### DIRECTIONS
Starting with the line containing "of the soil" and going on through the line containing "[[241, 159], [240, 202], [300, 162], [294, 209], [367, 180]]", write those lines out again, swapping "innermost point" for "central point" and leaving everything else unchanged.

Start of DATA FOR THIS EXERCISE

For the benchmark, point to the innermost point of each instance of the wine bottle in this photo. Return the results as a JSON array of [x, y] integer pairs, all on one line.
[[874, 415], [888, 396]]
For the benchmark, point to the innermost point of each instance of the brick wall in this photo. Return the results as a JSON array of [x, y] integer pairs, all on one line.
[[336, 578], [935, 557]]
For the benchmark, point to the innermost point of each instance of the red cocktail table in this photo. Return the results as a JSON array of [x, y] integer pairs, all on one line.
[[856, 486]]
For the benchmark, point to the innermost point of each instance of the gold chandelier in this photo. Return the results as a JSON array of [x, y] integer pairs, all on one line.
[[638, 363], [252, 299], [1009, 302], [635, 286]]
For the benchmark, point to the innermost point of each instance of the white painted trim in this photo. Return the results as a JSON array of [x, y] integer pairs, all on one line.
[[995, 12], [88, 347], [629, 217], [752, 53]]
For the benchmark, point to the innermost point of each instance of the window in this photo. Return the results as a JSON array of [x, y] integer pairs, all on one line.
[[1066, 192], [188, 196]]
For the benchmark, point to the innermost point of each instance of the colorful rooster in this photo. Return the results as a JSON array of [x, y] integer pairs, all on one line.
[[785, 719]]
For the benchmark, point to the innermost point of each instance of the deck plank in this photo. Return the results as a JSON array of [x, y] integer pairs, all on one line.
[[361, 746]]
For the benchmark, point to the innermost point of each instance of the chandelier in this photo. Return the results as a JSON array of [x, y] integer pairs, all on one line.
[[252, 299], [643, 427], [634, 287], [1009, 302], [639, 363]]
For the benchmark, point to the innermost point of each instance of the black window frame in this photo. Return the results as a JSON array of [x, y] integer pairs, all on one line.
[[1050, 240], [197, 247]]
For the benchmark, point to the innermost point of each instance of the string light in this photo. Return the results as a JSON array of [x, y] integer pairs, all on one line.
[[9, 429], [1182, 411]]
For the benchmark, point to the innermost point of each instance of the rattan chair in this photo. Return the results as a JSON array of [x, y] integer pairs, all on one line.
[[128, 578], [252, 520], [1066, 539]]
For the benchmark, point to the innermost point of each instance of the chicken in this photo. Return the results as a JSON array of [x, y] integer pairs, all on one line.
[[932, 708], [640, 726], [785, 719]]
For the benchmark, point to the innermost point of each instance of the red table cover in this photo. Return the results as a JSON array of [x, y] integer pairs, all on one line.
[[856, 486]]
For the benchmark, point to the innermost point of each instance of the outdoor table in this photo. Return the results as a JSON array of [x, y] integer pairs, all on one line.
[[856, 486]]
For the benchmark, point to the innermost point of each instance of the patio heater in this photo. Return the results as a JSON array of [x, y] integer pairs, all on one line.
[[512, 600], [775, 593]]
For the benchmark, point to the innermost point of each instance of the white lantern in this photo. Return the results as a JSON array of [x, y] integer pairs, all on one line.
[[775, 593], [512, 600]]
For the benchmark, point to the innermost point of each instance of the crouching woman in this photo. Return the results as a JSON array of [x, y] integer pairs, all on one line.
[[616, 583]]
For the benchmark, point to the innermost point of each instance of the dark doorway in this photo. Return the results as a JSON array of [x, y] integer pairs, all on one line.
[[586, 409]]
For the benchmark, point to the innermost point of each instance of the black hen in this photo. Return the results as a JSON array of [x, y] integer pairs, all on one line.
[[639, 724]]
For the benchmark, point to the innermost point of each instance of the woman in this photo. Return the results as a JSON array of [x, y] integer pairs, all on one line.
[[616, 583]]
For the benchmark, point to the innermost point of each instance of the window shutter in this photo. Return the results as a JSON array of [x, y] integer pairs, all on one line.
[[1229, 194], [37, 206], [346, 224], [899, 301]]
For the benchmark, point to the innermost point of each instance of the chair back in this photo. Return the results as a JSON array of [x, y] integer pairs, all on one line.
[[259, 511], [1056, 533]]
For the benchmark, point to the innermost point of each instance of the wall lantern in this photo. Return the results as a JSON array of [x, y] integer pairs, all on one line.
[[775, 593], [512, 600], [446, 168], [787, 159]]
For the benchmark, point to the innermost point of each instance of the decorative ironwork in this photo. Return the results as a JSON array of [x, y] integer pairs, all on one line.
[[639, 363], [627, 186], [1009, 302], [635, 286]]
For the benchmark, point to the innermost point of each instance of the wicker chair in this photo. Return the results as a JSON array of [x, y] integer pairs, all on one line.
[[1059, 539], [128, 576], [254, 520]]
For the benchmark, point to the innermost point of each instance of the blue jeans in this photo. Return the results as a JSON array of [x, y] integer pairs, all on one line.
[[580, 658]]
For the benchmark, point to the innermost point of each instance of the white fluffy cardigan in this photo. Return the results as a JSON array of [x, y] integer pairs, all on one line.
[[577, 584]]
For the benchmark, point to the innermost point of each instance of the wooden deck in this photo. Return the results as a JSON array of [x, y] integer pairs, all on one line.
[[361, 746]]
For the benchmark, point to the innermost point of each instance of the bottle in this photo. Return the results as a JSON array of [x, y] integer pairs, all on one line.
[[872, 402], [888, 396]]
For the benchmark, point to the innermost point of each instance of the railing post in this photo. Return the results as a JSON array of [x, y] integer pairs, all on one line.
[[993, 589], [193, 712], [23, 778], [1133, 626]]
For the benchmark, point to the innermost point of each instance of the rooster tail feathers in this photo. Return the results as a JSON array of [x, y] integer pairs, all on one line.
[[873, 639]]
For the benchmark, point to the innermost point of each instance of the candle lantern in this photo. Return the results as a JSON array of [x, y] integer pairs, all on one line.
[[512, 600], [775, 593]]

End of DATA FOR THIS EXERCISE
Start of DATA FOR THIS EXERCISE

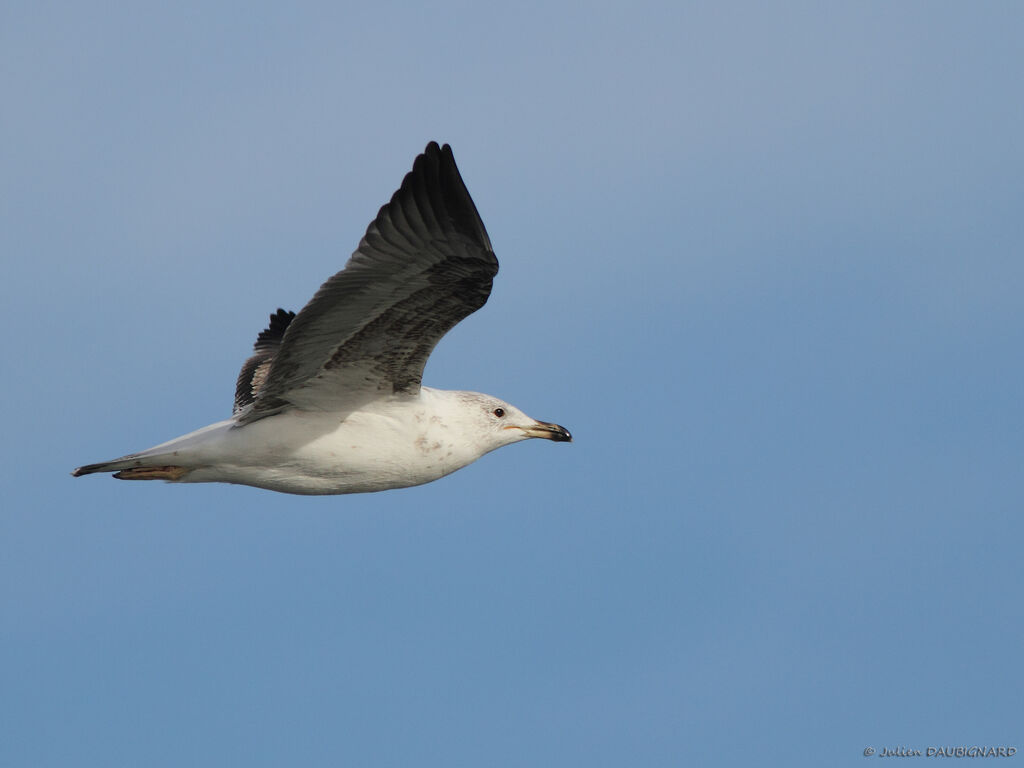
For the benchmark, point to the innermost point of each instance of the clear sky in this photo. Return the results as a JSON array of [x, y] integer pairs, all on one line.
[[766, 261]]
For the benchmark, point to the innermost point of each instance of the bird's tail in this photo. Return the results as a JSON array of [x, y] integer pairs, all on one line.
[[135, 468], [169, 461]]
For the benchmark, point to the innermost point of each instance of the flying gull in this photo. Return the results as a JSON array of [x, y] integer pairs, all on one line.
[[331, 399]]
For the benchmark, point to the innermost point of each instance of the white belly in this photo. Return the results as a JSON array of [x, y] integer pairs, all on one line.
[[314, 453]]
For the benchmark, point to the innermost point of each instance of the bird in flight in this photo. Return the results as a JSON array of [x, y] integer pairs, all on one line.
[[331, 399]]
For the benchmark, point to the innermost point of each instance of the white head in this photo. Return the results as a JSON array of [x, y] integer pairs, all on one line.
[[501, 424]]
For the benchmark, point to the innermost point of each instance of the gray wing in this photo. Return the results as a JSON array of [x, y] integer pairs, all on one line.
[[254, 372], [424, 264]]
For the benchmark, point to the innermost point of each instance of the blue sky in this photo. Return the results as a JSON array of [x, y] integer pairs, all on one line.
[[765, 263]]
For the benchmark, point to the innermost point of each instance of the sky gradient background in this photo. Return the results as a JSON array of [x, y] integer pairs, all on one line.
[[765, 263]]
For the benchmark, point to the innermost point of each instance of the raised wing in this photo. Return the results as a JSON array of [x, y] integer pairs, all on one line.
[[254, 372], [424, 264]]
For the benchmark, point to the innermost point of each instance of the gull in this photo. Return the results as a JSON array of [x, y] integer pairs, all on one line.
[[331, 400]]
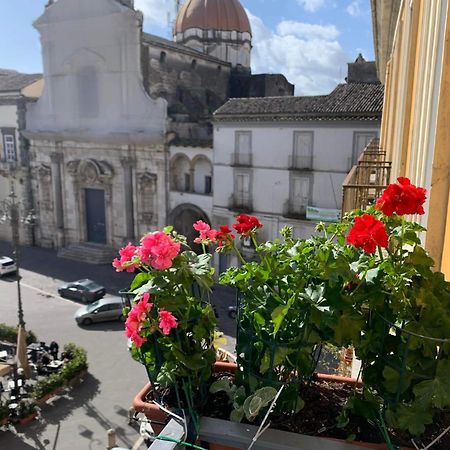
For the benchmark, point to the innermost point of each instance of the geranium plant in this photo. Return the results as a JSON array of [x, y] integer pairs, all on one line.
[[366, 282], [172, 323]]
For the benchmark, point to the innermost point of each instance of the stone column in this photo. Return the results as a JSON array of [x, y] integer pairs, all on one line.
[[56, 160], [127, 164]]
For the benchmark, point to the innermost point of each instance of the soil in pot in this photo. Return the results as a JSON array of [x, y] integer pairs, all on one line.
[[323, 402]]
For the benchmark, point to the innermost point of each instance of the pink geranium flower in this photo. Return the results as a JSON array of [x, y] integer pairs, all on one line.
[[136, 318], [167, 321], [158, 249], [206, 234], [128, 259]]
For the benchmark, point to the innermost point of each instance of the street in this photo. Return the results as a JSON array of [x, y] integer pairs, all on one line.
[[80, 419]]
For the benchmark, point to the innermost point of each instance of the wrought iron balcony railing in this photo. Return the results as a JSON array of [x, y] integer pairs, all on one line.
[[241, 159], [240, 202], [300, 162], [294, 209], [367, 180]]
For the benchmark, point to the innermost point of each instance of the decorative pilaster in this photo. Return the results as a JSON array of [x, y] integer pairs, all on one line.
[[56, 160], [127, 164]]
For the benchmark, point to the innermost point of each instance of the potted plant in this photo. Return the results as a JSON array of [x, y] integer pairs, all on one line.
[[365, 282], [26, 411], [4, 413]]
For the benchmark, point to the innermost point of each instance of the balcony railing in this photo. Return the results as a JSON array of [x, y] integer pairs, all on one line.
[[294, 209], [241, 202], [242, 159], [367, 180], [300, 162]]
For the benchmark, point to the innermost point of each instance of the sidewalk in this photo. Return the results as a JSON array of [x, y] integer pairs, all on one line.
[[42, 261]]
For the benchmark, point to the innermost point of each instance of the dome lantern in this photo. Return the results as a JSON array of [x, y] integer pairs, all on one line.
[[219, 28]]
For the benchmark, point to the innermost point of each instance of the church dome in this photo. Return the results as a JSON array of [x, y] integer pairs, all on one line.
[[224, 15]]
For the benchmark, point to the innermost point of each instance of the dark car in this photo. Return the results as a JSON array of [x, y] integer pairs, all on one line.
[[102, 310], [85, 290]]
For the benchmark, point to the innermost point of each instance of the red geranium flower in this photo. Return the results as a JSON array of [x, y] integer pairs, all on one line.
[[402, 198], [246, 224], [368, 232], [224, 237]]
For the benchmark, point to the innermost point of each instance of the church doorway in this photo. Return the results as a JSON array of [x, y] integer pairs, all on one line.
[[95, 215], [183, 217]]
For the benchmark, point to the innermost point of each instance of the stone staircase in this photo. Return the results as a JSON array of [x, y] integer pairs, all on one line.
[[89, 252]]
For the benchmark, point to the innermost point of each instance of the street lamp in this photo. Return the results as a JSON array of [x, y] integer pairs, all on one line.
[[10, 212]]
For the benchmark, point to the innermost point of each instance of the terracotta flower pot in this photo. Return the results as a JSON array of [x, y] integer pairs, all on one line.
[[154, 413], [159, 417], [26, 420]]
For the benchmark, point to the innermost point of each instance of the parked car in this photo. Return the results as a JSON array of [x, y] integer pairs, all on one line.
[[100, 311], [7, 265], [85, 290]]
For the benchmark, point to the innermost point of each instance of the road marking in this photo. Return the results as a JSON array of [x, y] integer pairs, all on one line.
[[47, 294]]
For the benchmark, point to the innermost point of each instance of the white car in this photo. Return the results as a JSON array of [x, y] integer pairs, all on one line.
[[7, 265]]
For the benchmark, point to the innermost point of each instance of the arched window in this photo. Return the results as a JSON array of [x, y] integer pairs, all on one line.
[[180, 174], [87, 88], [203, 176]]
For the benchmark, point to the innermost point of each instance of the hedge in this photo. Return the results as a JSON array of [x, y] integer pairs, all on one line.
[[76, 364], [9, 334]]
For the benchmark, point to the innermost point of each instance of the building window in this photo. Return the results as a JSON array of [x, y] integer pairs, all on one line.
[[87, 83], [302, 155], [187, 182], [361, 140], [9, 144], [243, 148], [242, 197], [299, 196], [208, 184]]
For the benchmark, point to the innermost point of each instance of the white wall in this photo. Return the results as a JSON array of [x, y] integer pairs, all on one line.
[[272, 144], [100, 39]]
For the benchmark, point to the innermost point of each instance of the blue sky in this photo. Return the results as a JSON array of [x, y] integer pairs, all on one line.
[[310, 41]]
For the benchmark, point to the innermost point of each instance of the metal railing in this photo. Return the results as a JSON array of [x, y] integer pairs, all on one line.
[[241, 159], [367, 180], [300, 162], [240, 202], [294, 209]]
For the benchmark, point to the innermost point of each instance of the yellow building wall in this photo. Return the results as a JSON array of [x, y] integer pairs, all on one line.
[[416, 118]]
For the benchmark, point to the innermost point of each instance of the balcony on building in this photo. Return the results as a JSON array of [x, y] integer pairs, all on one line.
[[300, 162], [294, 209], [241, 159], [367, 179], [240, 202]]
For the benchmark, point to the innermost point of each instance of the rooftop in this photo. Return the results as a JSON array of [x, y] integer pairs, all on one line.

End of DATA FOR THIS EXERCISE
Start of DATA FOR THIS EXERCISE

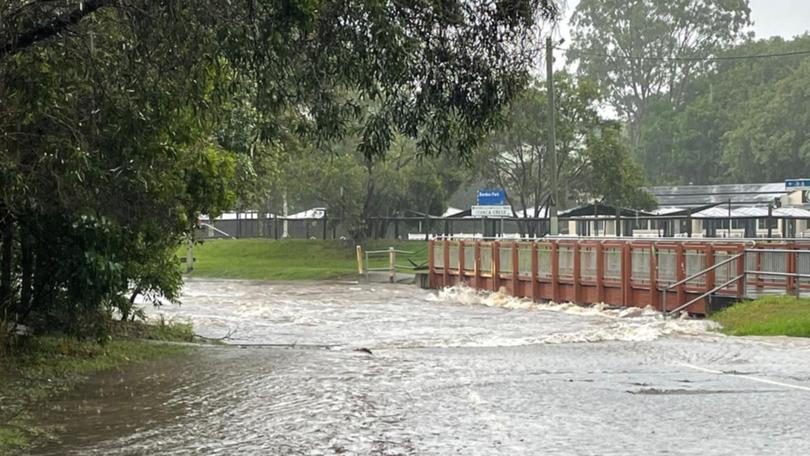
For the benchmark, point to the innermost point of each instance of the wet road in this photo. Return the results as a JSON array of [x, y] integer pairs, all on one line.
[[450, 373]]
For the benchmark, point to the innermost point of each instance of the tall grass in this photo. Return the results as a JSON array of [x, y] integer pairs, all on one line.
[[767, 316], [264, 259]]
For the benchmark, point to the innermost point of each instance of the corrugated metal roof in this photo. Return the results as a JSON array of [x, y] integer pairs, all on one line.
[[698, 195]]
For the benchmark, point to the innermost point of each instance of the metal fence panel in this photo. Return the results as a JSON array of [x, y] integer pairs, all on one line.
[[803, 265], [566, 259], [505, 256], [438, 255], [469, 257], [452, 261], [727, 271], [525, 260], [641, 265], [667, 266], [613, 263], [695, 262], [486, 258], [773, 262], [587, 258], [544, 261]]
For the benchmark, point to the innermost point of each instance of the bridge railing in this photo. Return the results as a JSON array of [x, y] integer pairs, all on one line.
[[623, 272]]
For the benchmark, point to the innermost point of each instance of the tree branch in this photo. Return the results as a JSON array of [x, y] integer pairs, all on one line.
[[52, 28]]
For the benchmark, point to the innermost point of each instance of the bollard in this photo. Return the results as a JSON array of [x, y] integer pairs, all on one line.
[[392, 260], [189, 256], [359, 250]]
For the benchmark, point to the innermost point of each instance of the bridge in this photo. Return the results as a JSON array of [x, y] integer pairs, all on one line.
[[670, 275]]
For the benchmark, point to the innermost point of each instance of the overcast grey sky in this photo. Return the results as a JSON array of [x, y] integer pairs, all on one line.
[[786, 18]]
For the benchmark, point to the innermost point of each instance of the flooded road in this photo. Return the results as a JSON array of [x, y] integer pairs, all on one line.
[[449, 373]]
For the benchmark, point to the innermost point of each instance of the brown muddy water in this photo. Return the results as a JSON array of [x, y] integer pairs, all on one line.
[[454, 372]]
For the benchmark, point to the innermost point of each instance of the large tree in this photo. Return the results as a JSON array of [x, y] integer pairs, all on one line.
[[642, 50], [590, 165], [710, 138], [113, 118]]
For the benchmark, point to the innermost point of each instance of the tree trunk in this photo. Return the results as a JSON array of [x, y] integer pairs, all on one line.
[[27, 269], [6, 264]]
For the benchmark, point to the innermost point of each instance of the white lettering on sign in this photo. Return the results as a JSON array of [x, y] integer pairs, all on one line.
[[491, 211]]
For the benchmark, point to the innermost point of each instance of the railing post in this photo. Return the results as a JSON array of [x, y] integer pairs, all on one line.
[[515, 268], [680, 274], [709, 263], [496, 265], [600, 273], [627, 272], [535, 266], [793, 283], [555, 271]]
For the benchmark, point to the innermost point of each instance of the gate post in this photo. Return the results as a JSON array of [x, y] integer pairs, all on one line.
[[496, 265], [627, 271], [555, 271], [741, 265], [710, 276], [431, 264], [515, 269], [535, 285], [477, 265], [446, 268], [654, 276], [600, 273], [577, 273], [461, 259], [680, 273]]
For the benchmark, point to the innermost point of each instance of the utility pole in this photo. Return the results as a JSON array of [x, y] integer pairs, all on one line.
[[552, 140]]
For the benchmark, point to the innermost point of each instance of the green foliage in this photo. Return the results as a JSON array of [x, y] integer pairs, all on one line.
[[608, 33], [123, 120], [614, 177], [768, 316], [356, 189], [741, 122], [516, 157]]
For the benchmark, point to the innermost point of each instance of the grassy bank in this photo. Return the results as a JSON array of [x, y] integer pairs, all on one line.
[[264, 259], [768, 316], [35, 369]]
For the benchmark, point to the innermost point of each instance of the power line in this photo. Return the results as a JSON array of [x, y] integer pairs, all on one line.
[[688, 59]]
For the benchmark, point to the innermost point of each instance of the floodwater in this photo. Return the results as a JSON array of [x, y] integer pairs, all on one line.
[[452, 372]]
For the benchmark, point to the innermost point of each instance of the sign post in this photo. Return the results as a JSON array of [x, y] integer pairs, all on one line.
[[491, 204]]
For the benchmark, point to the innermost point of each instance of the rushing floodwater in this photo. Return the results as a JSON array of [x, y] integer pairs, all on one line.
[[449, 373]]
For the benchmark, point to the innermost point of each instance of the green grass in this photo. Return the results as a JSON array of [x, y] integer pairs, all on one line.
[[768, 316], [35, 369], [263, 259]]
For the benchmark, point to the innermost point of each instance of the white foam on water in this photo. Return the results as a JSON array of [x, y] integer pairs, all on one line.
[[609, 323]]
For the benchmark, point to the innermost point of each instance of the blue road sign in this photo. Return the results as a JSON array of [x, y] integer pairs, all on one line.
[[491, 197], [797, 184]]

End of DATA FOR THIS EXERCISE

### COMPLETE OUTPUT
For the benchmark, point to the central point of each instance of the soil in pot in this photo. Return the results as a JSON array of [x, y] integer pairs, all on one line.
[[323, 402]]
For the benchmark, point to the central point of each instance of the pink geranium flower in this photo. Return the results as a JSON array of [x, y] integer pairs, all on one line.
[[136, 318], [167, 321], [158, 249], [206, 234], [128, 259]]
For the benchmark, point to the central point of each instance of the street in this photo. Return the results as a JSON array of [x, y] integer pairs, all on one line.
[[80, 419]]
For the benchmark, point to the central point of each instance of the wrought iron balcony railing in this photo. Return the results as a JSON array of [x, y] integer pairs, all on one line.
[[241, 159], [240, 202], [300, 162], [294, 209], [367, 180]]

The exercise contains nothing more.